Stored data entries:
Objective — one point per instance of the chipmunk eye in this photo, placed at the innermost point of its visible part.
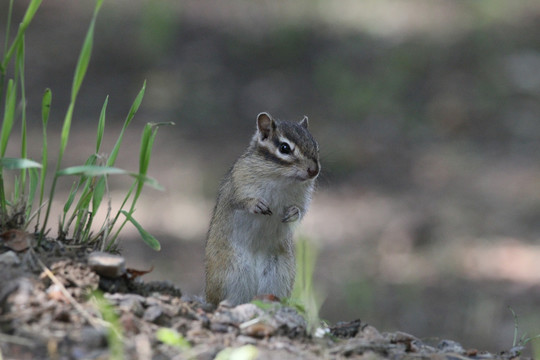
(284, 148)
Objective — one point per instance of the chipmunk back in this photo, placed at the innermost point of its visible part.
(250, 249)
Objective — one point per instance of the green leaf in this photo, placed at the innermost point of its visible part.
(147, 238)
(17, 164)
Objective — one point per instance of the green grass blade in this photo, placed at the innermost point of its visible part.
(147, 238)
(9, 116)
(91, 171)
(19, 68)
(8, 25)
(101, 125)
(32, 188)
(28, 16)
(80, 72)
(131, 114)
(98, 193)
(147, 180)
(45, 111)
(70, 199)
(18, 164)
(84, 57)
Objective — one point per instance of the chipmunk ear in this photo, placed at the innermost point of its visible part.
(266, 125)
(304, 122)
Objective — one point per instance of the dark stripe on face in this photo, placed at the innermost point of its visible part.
(268, 155)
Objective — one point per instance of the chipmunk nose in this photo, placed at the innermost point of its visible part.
(313, 170)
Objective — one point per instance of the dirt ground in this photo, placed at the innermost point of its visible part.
(50, 310)
(427, 212)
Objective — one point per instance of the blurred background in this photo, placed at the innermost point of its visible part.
(427, 213)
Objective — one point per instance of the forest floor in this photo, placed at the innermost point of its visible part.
(50, 308)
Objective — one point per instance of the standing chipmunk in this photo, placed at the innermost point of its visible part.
(250, 250)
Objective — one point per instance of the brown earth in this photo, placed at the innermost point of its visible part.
(49, 309)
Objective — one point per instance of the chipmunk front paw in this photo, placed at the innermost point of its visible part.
(292, 213)
(259, 206)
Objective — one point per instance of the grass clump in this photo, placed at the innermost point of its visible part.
(26, 201)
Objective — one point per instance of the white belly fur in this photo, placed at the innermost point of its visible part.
(263, 246)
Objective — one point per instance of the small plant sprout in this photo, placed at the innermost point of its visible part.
(520, 341)
(25, 201)
(305, 296)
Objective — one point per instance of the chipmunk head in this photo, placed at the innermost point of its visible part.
(289, 145)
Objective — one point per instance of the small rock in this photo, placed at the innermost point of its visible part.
(257, 328)
(370, 333)
(155, 315)
(450, 346)
(132, 305)
(9, 258)
(346, 329)
(106, 264)
(237, 315)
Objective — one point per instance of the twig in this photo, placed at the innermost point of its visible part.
(95, 322)
(16, 340)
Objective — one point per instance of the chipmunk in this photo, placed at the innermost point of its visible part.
(249, 249)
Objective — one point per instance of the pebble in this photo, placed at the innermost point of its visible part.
(108, 265)
(155, 315)
(450, 346)
(9, 258)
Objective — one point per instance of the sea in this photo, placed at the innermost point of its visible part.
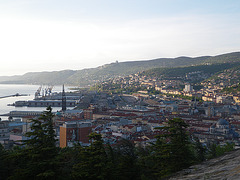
(29, 90)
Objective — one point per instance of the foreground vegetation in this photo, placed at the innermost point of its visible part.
(39, 158)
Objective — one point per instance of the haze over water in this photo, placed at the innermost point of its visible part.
(11, 89)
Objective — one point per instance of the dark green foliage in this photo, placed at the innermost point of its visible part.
(173, 148)
(40, 159)
(92, 160)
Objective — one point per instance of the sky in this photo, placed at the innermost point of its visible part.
(54, 35)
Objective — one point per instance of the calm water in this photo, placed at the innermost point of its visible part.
(10, 89)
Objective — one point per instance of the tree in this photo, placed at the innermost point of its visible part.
(92, 160)
(173, 148)
(39, 153)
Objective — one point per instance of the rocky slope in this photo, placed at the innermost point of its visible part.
(226, 167)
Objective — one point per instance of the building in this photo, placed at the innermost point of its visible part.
(4, 132)
(88, 114)
(223, 128)
(188, 88)
(74, 132)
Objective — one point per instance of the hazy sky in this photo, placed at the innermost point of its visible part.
(48, 35)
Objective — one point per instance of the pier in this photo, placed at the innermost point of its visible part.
(14, 95)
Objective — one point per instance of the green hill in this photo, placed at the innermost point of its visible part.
(90, 76)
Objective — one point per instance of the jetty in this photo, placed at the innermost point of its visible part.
(14, 95)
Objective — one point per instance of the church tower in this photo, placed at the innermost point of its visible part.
(64, 103)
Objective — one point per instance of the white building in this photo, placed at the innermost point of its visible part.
(188, 88)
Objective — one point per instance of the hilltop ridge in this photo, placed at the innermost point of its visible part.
(86, 77)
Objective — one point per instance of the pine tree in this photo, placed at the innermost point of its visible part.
(39, 153)
(92, 160)
(173, 148)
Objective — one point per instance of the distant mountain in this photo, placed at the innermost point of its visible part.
(208, 69)
(90, 76)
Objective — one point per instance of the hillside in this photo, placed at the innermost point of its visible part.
(224, 167)
(90, 76)
(202, 71)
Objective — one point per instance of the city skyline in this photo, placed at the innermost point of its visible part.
(58, 35)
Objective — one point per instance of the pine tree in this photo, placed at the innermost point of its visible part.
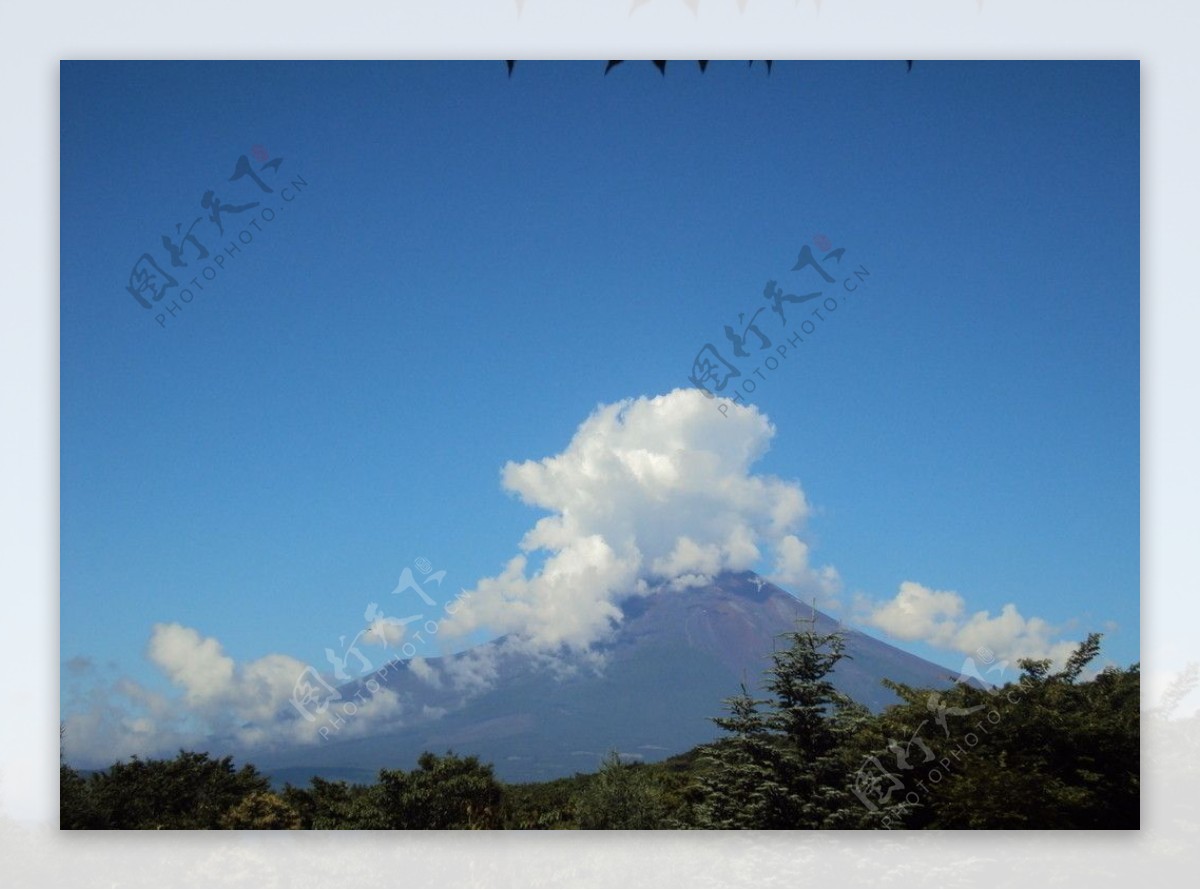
(786, 763)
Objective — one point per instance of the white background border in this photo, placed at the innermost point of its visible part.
(33, 853)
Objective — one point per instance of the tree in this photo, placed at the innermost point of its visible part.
(787, 762)
(742, 787)
(190, 792)
(1049, 751)
(448, 792)
(261, 810)
(621, 795)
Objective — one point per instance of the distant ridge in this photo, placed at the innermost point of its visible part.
(672, 660)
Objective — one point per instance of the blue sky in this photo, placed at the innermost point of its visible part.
(474, 263)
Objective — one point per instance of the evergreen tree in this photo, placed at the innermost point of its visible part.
(787, 763)
(622, 795)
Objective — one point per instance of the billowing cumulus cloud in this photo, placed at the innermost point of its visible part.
(649, 492)
(244, 704)
(652, 497)
(940, 618)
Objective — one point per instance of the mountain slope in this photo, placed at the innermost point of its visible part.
(670, 663)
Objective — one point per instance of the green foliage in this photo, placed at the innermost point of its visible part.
(448, 792)
(1044, 751)
(622, 795)
(1049, 750)
(259, 811)
(190, 792)
(785, 763)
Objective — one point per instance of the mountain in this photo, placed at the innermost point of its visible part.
(672, 660)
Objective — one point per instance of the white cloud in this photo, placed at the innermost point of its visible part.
(793, 572)
(648, 491)
(940, 618)
(651, 494)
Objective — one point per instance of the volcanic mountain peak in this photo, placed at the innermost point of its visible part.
(651, 690)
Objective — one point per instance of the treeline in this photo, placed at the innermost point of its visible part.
(1045, 751)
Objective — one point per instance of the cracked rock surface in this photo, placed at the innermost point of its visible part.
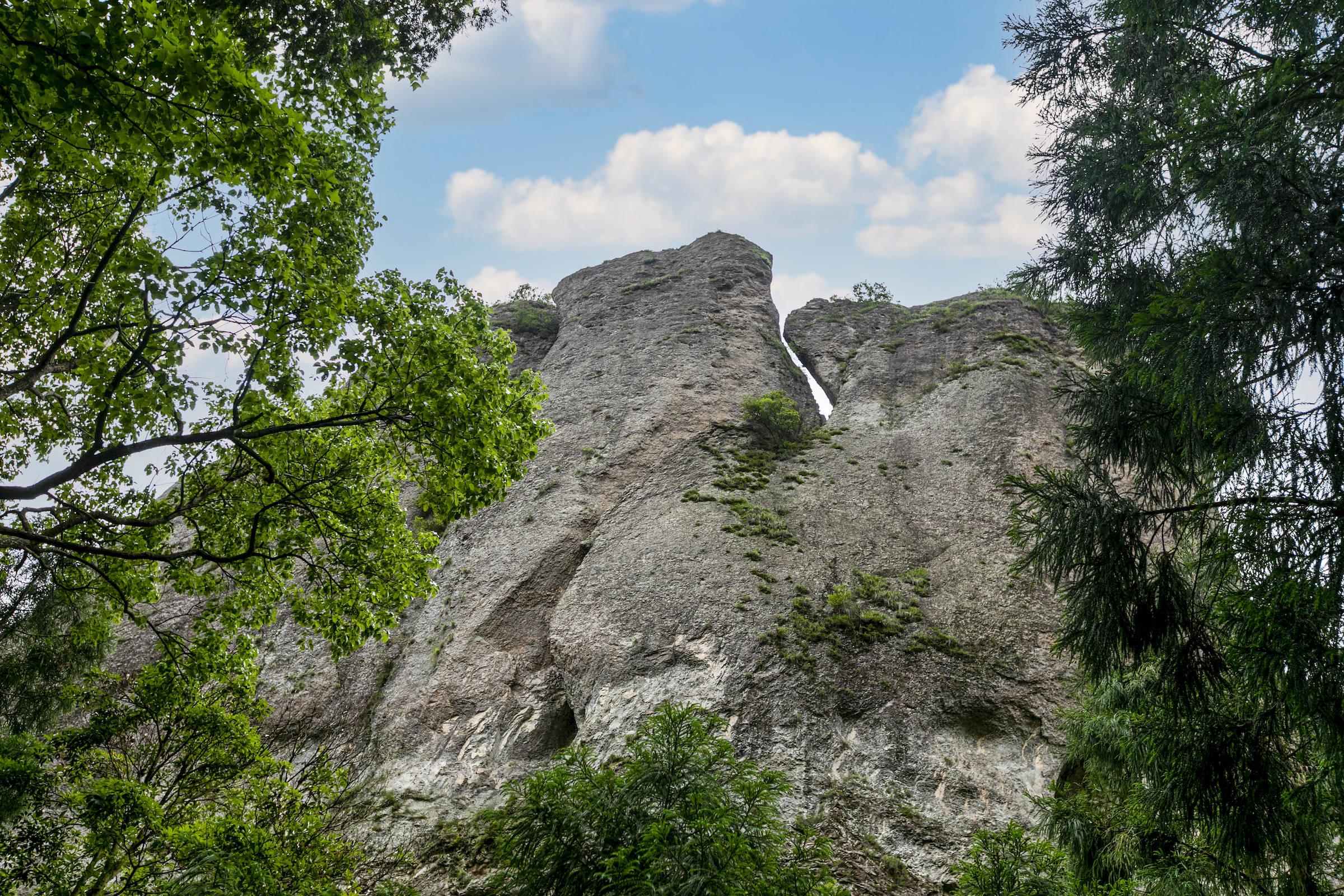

#### [WHAT YOU HAVE TO DO]
Exclude the images, then output the data above word for word.

#### [EXERCISE OUTPUT]
Objective — one point per instance of the chipmunk eye in this photo, placed at the innermost point of its visible part.
(284, 148)
Objective — one point per instance of the chipmunk back in this photo, placed at the innermost point of its visible part.
(250, 249)
Objective — one point per instance of the green leaf in this photo, placed at the innermost point of its visible part.
(147, 238)
(17, 164)
Objective — one point per instance of the green grass blade in this photo, placed at the innermost point of its visible part.
(147, 238)
(9, 116)
(91, 171)
(19, 68)
(8, 25)
(101, 125)
(32, 188)
(28, 16)
(80, 72)
(131, 114)
(98, 193)
(147, 180)
(45, 111)
(70, 199)
(18, 164)
(84, 57)
Objective — one point per instance of the chipmunk ear in this photo, placed at the innermost point of its visible part.
(266, 125)
(304, 122)
Objective — one point per instance of the dark stripe on face in this photo, placed at the innermost point of its visible part.
(268, 155)
Objective — one point per instance of the chipmunk nose in this photo, placed at the innermost point of its visible part.
(313, 170)
Objective — one point per instance of the dirt ground in this photo, placed at the innermost point of its visible part.
(50, 310)
(427, 212)
Objective — one point per instance of the blurred background in this photo, placed at the innermost point of its visible part.
(427, 213)
Objective — one point per instance of the forest floor in this photo, placed at the innermost point of its visible part.
(50, 308)
Objective — one point per instance of the standing chipmunk in this photo, placed at the innermost point of its visible part.
(250, 250)
Objective — one point per instance of the brown earth in this photo, placed at the innermost point of its visible part.
(49, 309)
Objective — one point per instance of the chipmunk front paw in this photo, placed at the innermost point of its visible part.
(292, 213)
(259, 206)
Objective — one point per instance of the grass clump in this photo, placed at the innermost point of its visible part.
(26, 201)
Objective — one point per instance of the white belly fur in this photo, placed at the innermost point of its visible part.
(263, 246)
Objective — one point per instance of the small plant sprout in this photo, placed at the innermost point of its visible part.
(520, 341)
(25, 201)
(305, 296)
Objective — one point per instance of the chipmunk head in this photo, placed at the innermost point of its visible part.
(289, 145)
Objective — one point per instance of the small rock in this photo, placed at the innermost point of its visible part.
(257, 328)
(370, 333)
(155, 315)
(450, 346)
(132, 305)
(9, 258)
(346, 329)
(106, 264)
(237, 315)
Objective — one point per instance of the twig in this photo, placed at the innermost point of its visible part.
(95, 322)
(16, 340)
Objective — one point per instance of the chipmunk in this photo, placed at the innermost point of its visible part.
(249, 249)
Objective — one point per instance of the pebble in this photo, placed at the innermost point of its visible part.
(108, 265)
(155, 315)
(450, 346)
(9, 258)
Objective — one point per instance of the sea in this photo, placed at the innermost point of its visible part.
(29, 90)
Objective — one point per instance of the foreground vegetation in this photo, placed at the innermost point of its visible part.
(39, 158)
Objective — one point per instance of the haze over water in this photo, placed at the innermost point of its visible part.
(11, 89)
Objective — one point per instance of the dark green foliage in this photo, placed at the innermost point of its visible part.
(173, 148)
(40, 159)
(92, 160)
Objective — one point per instance of the sky in this photo, placed at the innermost point of its visible part.
(54, 35)
Objective — one point per instance of the calm water in this photo, placed at the innermost point of its visible part.
(10, 89)
Objective — one point per instance of the tree in this photo, placed at the innermost point of its visible part.
(92, 160)
(173, 148)
(39, 153)
Objective — one point per instance of the rocky slope in this photo, placed at the innermost point of its visible part.
(226, 167)
Objective — one point per instance of the building in this photo, placed at the innermost point of its visible part.
(4, 132)
(88, 114)
(223, 128)
(188, 88)
(74, 132)
Objective — one point per instance of the hazy sky in this photo, placed at the innermost point of its visible part.
(48, 35)
Objective — one point per instance of the pier in this photo, placed at the innermost point of its visible part.
(14, 95)
Objective — one point per instance of the green hill in this photo, placed at the innermost point of its visible part.
(90, 76)
Objective — one point per instance of the jetty in this photo, placed at the innermost point of its visible part.
(14, 95)
Objective — one point per instance of the church tower in this photo, placed at the innermost point of its visible part.
(64, 103)
Objective — one point per instance of the white building in this photo, placed at the innermost point of its visible part.
(188, 88)
Objective — one point per instance of the hilltop ridge in this photo, placed at the innermost point of its visible part.
(86, 77)
Objective — one point per instance of the pine tree in this photo, placed at the innermost point of its visible part.
(39, 153)
(92, 160)
(173, 148)
Objective — one point per instance of the distant mountain in this photo, placed at the innermost point of its visible part.
(208, 69)
(90, 76)
Objective — one point per instance of the hillside in this photo, placed at the innermost point of its visible part.
(224, 167)
(90, 76)
(202, 71)
Objective — one point per instance of the city skyline in this photo, placed at the innermost point of its visible part.
(58, 35)
Objective — one point per instance of the pine tree in this photo, placed at the innermost point of its visible part.
(786, 763)
Objective — one point per instance of the white background border in this photo, placed at the innermost point of its visible part.
(33, 853)
Objective — one point per instance of the tree in this photo, placed at the innermost point of its visible part.
(787, 762)
(742, 787)
(190, 792)
(1049, 751)
(448, 792)
(261, 810)
(621, 795)
Objective — one point per instance of the distant ridge in this photo, placed at the innermost point of its visible part.
(672, 660)
Objective — one point per instance of the blue sky in this photo, placed at the innermost point of its visible part.
(474, 263)
Objective — one point per instance of the evergreen tree in this photo, placed at the innermost point of its visible part.
(787, 763)
(622, 795)
Objective — one point per instance of the billowing cumulus cloud in this photo, placed at the innermost point of its visible part.
(649, 492)
(244, 704)
(652, 497)
(940, 618)
Objective — one point per instance of the mountain slope in this photo, placed at the innermost point of its visible part.
(670, 663)
Objective — one point per instance of the green foliage in this photo, placed at the innermost point of its visible part.
(448, 792)
(1044, 751)
(622, 795)
(1049, 750)
(259, 811)
(190, 792)
(785, 763)
Objective — one point per instance of the mountain in this photo, placed at the innermost point of its visible part.
(672, 660)
Objective — one point per instance of the white cloud in this photo, placed at the innermost point of its visible part.
(793, 572)
(648, 491)
(940, 618)
(651, 494)
Objective — one point per instance of the volcanic mountain peak in this photo, placed at the innermost point of its visible part.
(651, 690)
Objective — one point per instance of the treeline in this photo, placed at the innermost point of its visible part.
(1045, 751)
Objective — one point per instance of the cracked rock surface in this photo, placed at the innermost point of its visible part.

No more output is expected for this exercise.